**** Testo di partenza ****
Tumore al seno triplo negativo: con l’immunoterapia diminuisce sensibilmente il rischio di morte e di metastasi
Un anticorpo monoclonale dopo l’intervento chirurgico ha dimostrato di ridurre del 34% il rischio di morte nelle pazienti con carcinoma mammario triplo negativo precoce ad alto rischio di malattia metastatica. La terapia ha infatti diminuito del 30% lo sviluppo di metastasi a distanza (polmone-fegato-cervello).
Sono questi i due principali dati emersi dal trail clinico A-BRAVE presentato al Congresso dell’American Society of Clinical Oncology (ASCO, a Chicago dal 31 maggio al 4 giugno).
Lo studio, indipendente e internazionale, è stato coordinato dall’Università di Padova, è il primo in assoluto a livello mondiale che ha preso in considerazione l’immunoterapia dopo il ricorso alla chemioterapia neo-adiuvante. Ha visto la partecipazione di sessanta centri oncologi italiani (tra cui l'Istituto oncologico veneto di Padova) più altre sei strutture sanitarie inglesi. In totale sono state coinvolte 477 pazienti.
«Il carcinoma mammario triplo negativo rappresenta il 15% del totale delle diagnosi – ricorda Pier Franco Conte, professore all’Università di Padova e direttore scientifico dell’Istituto San Camillo di Venezia, coordinatore dello studio A-BRAVE - e si registrano in Italia 8.300 nuovi casi l’anno. Le donne che abbiamo reclutato presentavano un tumore precoce ad alto rischio e oltre l’80% di loro aveva un residuo di malattia dopo un primo trattamento di chemioterapia neo-adiuvante». Lo studio ha valutato l’utilizzo dell'anticorpo monoclonale avelumab come terapia adiuvante, utilizzata cioè dopo l’intervento chirurgico. Le pazienti sono state divise in due gruppi omogenei: le prime hanno seguito per un anno la terapia con avelumab, somministrata per via endovenosa ogni quindici giorni; per le seconde invece sono stati effettuati solo controlli periodici di follow up. «Sono stati ottenuti buoni risultati – spiega Conte - in particolare la sopravvivenza globale a tre anni è stata maggiore dell'8,5% nel gruppo delle donne trattate, rispetto a quelle del gruppo di controllo. La nuova terapia è poi risultata generalmente ben tollerata. Sono state, infatti, riscontrate poche tossicità e in oltre il 70% dei casi il trattamento è stato concluso senza nessun problema».
Lo studio A-BRAVE, sostiene l'oncologo, «è la nuova dimostrazione di come stiamo ampliando l’armamentario terapeutico contro il tumore più diffuso in Italia e in molti altri Paesi Occidentali. L’immunoterapia si conferma una nuova ed estremamente interessante prospettiva, anche per la gestione dei casi più gravi di carcinoma mammario. È già stato approvato un altro farmaco immunoterapico sia come terapia neoadiuvante che in post-neoadiuvante. Attendiamo nuove ricerche cliniche – conclude Conte - per valutare le ulteriori potenzialità dell’anticorpo monoclonale».
****
• _Da fare_
Traduci in inglese la frase «In totale sono state coinvolte 477 pazienti.» dall'articolo sul tumore al seno triplo negativo qui sopra.
**** Raccolta di dati ****
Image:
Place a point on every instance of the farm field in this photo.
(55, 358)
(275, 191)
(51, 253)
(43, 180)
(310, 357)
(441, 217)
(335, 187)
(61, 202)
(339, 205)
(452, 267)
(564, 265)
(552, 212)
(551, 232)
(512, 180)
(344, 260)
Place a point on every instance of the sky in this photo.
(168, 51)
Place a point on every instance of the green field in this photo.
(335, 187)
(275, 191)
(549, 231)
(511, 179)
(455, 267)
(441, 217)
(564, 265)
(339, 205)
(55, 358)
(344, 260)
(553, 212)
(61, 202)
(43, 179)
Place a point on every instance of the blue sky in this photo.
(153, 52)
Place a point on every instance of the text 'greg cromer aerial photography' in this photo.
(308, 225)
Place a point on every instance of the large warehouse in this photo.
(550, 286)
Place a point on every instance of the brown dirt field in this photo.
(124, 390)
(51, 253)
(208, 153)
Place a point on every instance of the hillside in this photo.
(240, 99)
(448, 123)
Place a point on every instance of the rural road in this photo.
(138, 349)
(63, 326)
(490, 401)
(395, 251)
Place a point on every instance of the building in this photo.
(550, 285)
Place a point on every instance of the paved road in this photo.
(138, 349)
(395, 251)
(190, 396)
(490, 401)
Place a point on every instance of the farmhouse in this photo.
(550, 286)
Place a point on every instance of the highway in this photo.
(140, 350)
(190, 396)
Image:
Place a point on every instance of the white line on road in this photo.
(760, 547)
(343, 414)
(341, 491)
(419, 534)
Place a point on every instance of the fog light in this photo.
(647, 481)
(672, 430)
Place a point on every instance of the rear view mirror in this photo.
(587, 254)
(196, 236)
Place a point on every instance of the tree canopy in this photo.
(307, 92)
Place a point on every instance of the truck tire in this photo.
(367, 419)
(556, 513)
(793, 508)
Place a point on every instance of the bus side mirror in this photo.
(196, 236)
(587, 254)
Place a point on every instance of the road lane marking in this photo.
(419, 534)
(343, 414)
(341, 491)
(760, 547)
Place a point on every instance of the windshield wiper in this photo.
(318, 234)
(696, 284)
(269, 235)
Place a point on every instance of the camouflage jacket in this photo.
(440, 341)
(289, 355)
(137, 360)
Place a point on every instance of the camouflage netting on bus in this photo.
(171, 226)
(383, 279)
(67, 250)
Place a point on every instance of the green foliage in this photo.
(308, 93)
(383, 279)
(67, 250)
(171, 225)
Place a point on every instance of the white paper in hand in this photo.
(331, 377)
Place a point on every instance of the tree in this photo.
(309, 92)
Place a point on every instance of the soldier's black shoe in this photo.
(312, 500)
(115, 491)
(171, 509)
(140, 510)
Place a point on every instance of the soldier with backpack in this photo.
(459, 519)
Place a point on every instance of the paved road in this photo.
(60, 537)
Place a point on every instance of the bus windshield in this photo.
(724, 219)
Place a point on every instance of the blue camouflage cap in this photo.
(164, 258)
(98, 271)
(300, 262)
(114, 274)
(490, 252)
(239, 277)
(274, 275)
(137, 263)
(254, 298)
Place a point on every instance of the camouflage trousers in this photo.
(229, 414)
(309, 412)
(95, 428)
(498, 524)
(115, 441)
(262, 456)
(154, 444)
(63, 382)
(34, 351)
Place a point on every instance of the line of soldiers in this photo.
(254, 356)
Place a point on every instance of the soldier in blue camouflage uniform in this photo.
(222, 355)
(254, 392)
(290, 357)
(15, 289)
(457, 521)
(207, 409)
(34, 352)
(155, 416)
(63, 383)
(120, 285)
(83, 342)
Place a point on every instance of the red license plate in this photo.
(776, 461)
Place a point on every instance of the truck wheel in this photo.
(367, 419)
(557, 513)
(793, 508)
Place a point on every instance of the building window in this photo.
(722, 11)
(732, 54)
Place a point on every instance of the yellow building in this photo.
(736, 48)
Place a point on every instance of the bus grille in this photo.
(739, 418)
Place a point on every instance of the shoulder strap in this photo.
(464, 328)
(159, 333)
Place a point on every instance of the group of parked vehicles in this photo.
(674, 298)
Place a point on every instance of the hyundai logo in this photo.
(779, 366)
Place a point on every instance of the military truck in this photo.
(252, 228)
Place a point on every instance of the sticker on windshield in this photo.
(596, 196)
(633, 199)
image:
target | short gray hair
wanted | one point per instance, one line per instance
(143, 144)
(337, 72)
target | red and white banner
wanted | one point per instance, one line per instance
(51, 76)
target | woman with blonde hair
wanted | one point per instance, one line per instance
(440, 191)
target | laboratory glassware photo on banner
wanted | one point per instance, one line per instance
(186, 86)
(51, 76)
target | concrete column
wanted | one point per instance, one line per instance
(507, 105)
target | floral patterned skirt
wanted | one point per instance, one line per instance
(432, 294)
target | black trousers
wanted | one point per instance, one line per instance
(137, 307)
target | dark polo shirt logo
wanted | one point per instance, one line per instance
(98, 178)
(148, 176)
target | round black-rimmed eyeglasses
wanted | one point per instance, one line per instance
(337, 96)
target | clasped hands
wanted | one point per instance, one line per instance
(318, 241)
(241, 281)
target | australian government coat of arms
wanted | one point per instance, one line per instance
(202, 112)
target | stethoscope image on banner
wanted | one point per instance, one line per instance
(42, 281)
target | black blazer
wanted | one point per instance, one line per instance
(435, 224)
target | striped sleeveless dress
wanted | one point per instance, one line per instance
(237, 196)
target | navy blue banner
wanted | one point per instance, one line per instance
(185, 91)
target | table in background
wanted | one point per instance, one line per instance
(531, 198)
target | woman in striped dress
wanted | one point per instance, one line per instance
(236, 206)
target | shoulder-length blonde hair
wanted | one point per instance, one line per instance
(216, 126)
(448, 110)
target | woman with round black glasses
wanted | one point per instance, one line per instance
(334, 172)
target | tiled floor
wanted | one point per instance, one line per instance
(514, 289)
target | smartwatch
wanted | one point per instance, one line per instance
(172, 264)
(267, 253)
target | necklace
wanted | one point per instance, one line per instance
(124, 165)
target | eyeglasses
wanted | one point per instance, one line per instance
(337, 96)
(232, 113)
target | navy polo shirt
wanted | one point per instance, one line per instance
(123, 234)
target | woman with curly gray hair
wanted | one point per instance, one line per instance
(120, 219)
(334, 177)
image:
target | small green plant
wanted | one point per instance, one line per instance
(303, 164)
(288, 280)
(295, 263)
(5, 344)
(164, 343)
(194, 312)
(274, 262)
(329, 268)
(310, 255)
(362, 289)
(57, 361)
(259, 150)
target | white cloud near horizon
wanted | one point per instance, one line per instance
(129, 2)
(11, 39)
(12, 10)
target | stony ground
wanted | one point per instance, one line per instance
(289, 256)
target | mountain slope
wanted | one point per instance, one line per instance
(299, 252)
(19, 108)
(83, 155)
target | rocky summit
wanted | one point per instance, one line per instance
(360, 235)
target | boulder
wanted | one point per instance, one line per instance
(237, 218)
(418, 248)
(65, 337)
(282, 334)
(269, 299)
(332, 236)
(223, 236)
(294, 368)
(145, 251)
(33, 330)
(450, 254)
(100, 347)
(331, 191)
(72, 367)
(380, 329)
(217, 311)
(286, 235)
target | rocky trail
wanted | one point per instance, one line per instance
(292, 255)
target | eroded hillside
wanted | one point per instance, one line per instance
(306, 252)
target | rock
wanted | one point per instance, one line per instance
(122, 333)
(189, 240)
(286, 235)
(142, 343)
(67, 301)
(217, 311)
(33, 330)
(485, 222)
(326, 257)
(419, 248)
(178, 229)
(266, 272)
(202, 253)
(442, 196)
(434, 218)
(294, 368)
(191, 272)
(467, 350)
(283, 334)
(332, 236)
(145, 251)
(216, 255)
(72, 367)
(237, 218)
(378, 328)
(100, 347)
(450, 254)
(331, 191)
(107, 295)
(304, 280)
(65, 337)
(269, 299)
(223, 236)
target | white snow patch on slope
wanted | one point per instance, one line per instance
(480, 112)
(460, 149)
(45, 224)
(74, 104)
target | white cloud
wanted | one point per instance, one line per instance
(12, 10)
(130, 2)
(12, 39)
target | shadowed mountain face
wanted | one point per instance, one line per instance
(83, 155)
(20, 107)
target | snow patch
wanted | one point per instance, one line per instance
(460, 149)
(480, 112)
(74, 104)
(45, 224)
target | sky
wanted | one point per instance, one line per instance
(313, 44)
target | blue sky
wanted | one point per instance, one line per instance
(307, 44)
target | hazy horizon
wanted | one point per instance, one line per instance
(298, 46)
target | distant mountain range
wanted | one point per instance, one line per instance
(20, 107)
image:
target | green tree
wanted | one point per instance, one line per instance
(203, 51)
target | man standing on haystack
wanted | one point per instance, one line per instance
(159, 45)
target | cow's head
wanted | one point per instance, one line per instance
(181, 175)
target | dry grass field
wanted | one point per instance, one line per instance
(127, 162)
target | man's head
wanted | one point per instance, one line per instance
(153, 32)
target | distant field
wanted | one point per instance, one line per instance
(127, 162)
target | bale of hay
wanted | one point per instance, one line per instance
****
• _La tua soluzione_
A total of 477 patients were involved.